Directive: Return each line of the data below that contains the string "background", treating uppercase and lowercase as different.

Exercise data:
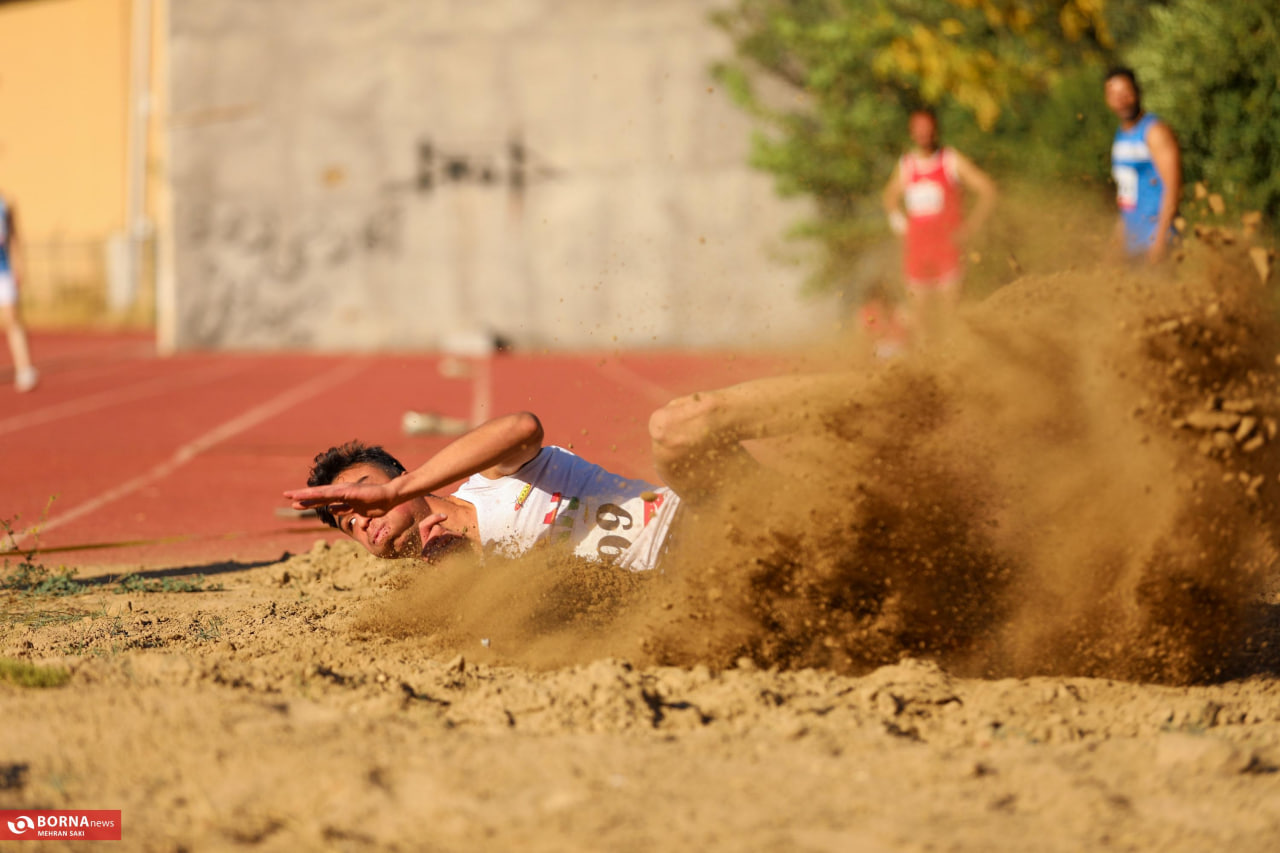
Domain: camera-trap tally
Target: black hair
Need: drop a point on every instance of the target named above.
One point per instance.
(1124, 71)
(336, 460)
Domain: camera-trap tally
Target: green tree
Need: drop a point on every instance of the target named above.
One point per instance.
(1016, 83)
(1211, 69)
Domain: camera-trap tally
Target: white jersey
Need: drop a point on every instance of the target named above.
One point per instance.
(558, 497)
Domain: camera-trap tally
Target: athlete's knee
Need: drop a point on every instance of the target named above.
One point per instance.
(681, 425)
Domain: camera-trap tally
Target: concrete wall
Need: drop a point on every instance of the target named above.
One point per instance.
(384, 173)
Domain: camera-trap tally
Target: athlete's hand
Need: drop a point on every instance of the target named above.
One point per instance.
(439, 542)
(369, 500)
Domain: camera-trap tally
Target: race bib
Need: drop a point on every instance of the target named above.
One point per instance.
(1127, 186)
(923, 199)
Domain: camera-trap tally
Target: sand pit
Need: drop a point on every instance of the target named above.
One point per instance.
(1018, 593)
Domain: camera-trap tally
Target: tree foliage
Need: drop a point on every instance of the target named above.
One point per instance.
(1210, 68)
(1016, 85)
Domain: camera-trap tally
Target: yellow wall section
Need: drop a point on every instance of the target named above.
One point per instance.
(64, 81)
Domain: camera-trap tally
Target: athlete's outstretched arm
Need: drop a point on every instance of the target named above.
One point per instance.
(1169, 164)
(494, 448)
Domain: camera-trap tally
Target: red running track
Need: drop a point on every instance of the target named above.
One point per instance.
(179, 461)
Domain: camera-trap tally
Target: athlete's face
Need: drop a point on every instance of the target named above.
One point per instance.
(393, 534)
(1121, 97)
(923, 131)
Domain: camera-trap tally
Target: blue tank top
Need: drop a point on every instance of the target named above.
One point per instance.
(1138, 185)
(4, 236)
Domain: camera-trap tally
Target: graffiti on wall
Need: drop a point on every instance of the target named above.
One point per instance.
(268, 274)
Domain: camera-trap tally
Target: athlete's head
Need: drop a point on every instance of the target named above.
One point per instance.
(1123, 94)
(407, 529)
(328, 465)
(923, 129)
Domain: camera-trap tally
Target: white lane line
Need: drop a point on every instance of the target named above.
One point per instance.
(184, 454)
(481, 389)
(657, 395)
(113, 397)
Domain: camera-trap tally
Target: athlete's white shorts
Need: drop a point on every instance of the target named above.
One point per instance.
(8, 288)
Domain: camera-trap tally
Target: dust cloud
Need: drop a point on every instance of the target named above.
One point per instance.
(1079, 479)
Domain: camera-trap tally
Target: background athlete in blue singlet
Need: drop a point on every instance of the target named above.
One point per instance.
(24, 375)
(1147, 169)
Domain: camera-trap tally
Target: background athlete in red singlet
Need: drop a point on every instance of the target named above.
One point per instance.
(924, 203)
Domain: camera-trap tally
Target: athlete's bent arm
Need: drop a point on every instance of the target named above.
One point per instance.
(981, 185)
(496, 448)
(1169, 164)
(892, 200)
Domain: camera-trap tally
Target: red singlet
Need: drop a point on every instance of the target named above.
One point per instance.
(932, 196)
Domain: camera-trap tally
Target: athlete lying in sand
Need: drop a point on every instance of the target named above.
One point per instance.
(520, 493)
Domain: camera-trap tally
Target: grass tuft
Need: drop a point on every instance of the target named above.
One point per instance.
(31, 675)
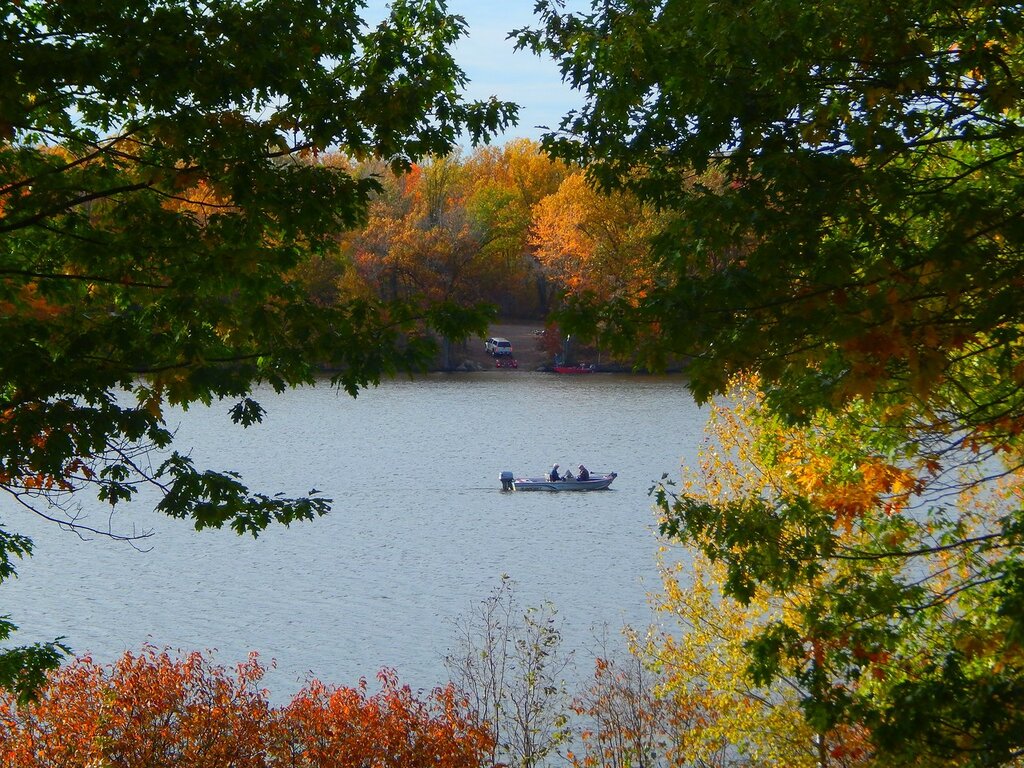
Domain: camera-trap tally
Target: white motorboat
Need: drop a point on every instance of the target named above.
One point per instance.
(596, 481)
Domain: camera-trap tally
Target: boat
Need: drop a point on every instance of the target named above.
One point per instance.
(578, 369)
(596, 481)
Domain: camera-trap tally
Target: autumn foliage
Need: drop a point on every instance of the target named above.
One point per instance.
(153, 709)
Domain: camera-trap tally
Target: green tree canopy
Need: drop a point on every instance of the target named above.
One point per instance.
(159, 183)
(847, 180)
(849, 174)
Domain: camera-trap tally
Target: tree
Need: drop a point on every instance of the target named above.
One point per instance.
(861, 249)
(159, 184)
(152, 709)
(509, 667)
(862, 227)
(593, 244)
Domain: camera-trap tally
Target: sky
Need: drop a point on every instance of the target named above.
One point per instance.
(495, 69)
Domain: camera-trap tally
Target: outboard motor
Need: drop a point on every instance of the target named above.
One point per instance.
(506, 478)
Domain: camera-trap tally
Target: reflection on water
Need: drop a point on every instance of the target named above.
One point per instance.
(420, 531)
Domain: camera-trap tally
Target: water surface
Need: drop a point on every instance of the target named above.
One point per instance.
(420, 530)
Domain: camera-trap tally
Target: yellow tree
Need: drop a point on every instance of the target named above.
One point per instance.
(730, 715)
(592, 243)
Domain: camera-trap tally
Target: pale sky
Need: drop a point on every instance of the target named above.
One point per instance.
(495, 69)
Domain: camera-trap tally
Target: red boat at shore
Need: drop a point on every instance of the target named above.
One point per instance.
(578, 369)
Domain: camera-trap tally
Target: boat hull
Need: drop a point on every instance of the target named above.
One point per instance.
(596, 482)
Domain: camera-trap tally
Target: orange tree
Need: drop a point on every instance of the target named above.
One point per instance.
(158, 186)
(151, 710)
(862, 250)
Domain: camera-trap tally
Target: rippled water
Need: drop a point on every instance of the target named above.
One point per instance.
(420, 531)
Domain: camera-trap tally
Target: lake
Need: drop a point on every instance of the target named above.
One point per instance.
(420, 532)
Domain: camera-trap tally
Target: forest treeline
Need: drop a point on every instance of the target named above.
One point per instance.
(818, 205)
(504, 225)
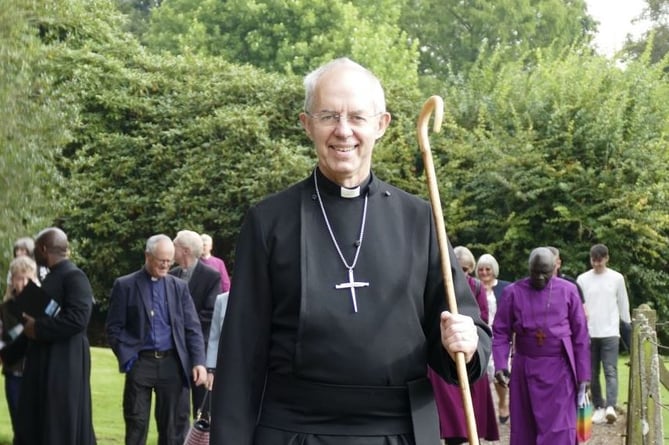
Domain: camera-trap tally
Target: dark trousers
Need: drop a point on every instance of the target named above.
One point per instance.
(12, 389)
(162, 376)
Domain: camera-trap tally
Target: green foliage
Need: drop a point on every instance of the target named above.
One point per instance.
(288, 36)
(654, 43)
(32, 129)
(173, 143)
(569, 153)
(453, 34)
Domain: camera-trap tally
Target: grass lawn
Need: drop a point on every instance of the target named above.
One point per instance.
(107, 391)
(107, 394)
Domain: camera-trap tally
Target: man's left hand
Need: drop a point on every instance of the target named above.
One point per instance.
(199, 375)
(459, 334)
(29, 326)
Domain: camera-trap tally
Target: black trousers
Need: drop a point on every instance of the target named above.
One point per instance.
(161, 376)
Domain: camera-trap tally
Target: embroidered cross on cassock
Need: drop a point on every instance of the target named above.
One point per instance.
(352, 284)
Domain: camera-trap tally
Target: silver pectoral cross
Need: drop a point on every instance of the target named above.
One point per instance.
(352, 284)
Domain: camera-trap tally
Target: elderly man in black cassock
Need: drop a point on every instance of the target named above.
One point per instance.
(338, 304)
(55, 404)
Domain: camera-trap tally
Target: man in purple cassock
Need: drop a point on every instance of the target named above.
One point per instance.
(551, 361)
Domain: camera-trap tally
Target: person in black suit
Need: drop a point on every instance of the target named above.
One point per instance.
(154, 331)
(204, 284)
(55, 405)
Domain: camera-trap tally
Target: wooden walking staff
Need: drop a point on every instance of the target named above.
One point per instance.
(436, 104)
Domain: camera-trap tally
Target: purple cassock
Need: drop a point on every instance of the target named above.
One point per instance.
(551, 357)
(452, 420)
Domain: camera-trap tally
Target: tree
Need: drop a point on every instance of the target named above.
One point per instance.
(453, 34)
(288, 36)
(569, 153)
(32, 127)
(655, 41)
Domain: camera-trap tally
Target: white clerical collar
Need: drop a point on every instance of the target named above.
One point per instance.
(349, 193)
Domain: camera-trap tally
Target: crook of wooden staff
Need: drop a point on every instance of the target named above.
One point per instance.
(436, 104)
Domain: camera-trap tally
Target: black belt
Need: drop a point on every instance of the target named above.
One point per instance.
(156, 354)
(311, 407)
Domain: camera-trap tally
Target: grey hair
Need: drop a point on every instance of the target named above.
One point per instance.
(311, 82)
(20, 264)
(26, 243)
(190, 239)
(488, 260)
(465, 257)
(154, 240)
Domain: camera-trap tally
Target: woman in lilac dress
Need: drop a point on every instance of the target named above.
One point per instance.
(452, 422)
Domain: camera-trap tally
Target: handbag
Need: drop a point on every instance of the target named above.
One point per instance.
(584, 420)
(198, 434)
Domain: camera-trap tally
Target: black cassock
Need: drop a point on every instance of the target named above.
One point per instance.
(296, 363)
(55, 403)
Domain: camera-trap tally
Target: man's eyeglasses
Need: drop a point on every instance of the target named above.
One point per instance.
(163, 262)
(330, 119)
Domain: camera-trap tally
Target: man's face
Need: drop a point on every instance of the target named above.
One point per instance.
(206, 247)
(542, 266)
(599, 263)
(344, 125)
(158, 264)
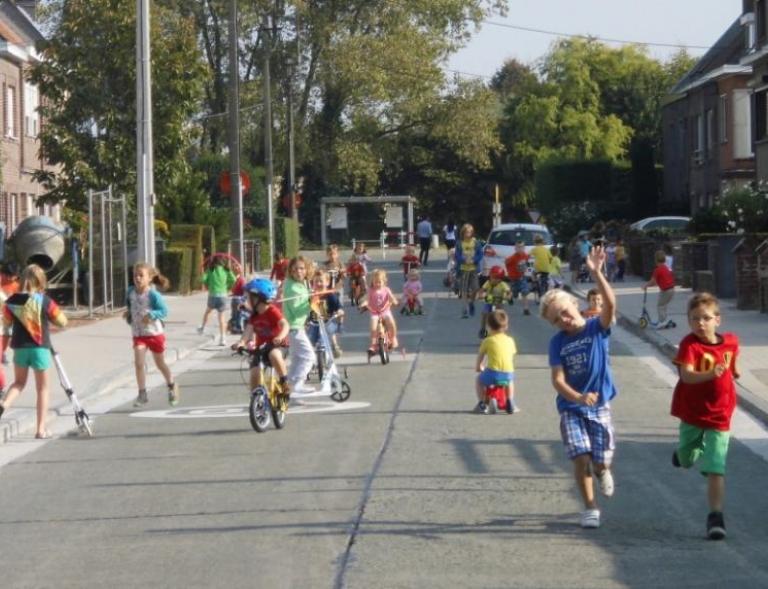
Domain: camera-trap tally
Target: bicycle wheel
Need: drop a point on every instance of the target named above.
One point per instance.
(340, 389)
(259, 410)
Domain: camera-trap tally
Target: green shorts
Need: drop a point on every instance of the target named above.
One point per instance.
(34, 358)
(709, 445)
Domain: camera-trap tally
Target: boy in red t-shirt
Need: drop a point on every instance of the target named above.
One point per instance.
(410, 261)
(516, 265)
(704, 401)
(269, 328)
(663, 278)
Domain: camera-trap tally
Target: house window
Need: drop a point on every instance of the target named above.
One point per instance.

Exercise result:
Target: background athlete in blue singlet
Target: background athlete in red singlet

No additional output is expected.